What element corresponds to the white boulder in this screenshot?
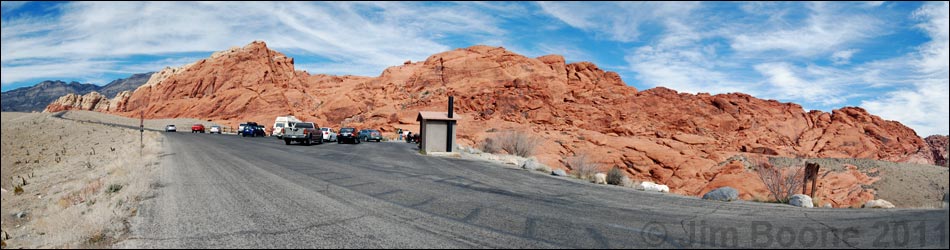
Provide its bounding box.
[594,173,607,185]
[638,181,670,193]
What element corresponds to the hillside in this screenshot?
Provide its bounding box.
[47,42,950,205]
[2,73,152,112]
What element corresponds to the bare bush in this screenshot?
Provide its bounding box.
[490,131,542,157]
[567,155,598,180]
[607,167,627,186]
[755,162,805,203]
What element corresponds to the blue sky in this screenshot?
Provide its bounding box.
[0,2,950,136]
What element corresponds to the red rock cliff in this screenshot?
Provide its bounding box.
[47,42,945,205]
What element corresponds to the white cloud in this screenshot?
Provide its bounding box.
[861,2,950,136]
[0,60,115,85]
[864,1,885,7]
[538,2,699,42]
[0,1,28,15]
[831,49,859,65]
[732,3,883,57]
[754,63,847,106]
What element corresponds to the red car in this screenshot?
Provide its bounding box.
[191,124,205,134]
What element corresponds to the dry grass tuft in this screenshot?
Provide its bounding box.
[567,154,599,180]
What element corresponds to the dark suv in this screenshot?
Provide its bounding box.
[238,122,266,137]
[336,128,360,144]
[359,129,383,142]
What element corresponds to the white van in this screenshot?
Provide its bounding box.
[271,115,301,139]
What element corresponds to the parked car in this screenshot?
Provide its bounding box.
[320,128,337,141]
[191,124,205,134]
[208,126,221,135]
[336,128,360,144]
[284,122,323,146]
[359,129,383,142]
[238,122,265,137]
[271,115,301,139]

[The request]:
Locate the line with "What element corresponds to the dry" in the entries above; extract it and every line after it, verbatim.

[Output]:
What element corresponds to the dry grass tuft in this screenshot?
Provide its bounding box.
[567,154,599,180]
What element corresponds to the dark suv in this screenshot?
Provide its bounding box.
[238,122,266,137]
[336,128,360,144]
[359,129,383,142]
What element corresponds to the white van in this screenshot?
Provide its bounding box.
[271,115,301,139]
What element corresponds to the parked car in this screenshot?
Provide its bounding box.
[320,128,337,141]
[191,124,205,134]
[208,126,221,135]
[336,128,360,144]
[284,122,323,146]
[359,129,383,142]
[238,122,265,137]
[271,115,301,139]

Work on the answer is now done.